EXERCISE INPUT:
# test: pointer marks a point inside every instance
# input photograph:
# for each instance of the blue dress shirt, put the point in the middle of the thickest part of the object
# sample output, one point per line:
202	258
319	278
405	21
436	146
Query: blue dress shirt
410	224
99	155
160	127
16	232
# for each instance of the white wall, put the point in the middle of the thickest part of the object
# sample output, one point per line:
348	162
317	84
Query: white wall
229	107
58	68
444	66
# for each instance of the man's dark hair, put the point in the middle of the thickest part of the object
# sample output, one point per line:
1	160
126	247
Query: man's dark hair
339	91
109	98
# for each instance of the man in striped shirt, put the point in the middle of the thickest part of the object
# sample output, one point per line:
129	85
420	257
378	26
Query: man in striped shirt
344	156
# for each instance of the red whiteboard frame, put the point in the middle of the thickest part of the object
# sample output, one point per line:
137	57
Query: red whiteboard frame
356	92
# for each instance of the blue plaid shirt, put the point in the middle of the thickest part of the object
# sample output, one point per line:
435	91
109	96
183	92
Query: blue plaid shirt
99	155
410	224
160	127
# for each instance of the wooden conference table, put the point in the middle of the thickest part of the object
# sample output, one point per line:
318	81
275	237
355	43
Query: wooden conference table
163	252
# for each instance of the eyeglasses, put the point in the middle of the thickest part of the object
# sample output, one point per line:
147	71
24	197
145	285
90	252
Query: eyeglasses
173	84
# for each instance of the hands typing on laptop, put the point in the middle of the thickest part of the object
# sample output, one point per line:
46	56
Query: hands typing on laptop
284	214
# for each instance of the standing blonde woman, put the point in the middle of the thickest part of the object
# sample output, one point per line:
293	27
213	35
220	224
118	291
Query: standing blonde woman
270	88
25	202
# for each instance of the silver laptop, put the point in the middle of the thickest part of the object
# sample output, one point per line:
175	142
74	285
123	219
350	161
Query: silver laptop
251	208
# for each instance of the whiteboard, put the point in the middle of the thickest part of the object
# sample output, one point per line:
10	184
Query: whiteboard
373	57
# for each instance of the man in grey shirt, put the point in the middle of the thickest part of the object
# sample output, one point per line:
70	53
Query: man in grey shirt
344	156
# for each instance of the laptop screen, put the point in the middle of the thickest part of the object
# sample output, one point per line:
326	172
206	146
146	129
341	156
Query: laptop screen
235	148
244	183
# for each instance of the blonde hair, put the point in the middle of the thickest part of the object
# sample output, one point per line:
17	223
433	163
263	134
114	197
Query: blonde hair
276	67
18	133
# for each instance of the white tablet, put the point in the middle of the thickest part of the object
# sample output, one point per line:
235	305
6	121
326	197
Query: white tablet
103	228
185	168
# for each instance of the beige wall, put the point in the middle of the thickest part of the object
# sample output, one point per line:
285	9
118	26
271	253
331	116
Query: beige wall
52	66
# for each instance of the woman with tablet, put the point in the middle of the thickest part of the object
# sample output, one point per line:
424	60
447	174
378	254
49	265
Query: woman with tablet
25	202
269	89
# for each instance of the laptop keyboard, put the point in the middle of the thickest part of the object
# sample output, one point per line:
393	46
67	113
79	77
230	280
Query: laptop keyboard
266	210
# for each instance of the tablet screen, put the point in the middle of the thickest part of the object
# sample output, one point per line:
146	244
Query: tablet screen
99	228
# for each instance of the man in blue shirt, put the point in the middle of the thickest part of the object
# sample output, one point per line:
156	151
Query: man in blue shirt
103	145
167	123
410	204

TASK PROMPT:
Write down every line of the data exactly as it appears above.

PROBLEM SOLUTION:
# test: pointer marks a point inside every instance
# input photograph:
# for each instance of the blue dress shirt, put the point in the middle of the thickest part of the object
# sample output, one point per line:
202	258
319	278
405	21
436	146
Query: blue dress shirt
410	224
99	155
160	127
16	232
# for each instance of the white wall, put the point in the middle of the thickest part of the object
# sample output, one point per line:
348	162
317	84
Query: white wall
229	107
58	68
444	66
# for each instance of the man's dark hair, put the point in the middle of the thickest part of the object
# sample output, one point per line:
1	160
126	247
Query: man's dark hair
339	91
109	98
# for each instance of the man in striped shirt, put the point in the middle of the thickest part of the object
# sample output, one point per line:
129	85
420	257
378	26
Query: man in striped shirt
344	156
# for each instance of the red whiteboard frame, put the point in the middle of the thickest part of the object
# sample output, one point per line:
137	57
Query: red whiteboard frame
356	92
# for each instance of the blue plaid shirt, put the point in the middle of the thickest part of the object
# sample output, one point per line:
435	91
109	96
183	92
Query: blue plaid shirt
99	155
410	224
160	127
# for each instance of the wooden conference table, put the point in the middle of the thickest part of the object
# sample output, one point per line:
318	81
275	237
355	43
Query: wooden conference table
163	252
# for each instance of the eyeglasses, put the point in the middle of the thickest part of the object
# sample output, one point per line:
147	71
24	197
145	285
90	252
Query: eyeglasses
173	84
# for each instance of the hands typing on laptop, put the point in the middle of the thickest part of the object
# sample output, one point per line:
46	56
Query: hands typing on laptop
284	214
# for each instance of the standing blonde woman, put the point in the middle of the thickest part of the object
# sample output, one point per line:
293	27
213	35
220	224
118	291
Query: standing blonde woman
270	88
25	202
# for each instance of the silver laptop, put the point in the middle of the thickest part of the object
# sample output, one point per line:
175	142
74	285
123	219
350	161
Query: silver laptop
251	208
# for each instance of the whiteboard, put the point in the middle of the thickest part of the object
# sample output, one point per line:
10	184
Query: whiteboard
373	57
# for each instance of the man in grey shirt, put the point in the middle of the thickest part of the object
# sample output, one point per line:
70	53
Query: man in grey shirt
344	156
# for each instance of the laptop screen, put the point in the middle of the thickest part of the object
# sample output, one point per line:
326	172
206	146
146	129
341	156
Query: laptop screen
235	148
244	183
# for each instance of the blonde hair, put the point in the middle of the thickest part of the object
# sample output, one point per line:
17	223
433	163
263	134
114	197
Query: blonde hair
276	67
18	133
# for each instance of the white tablet, put the point in the middle of the thickest part of the object
# sample output, one point per line:
235	305
6	121
326	197
Query: white tablet
103	228
185	168
# for each instance of the beige wall, put the point in the middle of the thickest part of the object
# sample output, one point per line:
285	9
118	26
271	253
331	116
Query: beige wall
52	66
# for each instance of the woman with tablet, put the point in the middle of the thickest part of the object
# sample output, one point per line:
424	60
447	174
378	254
49	265
Query: woman with tablet
25	202
269	89
# for each instance of the laptop keyboard, put the point in the middle of the thickest part of the object
# sample output, one point per line:
393	46
67	113
79	77
230	280
Query: laptop keyboard
266	210
# for each instance of the tablet screen, put the point in the middle of the thickest part of the object
# sample output, one point per line:
146	244
Query: tablet screen
99	228
# for each instance of the man in blue shirt, put the point in the middle of the thickest part of the object
# sample output, one point per line:
156	151
Query: man in blue shirt
103	145
167	123
410	204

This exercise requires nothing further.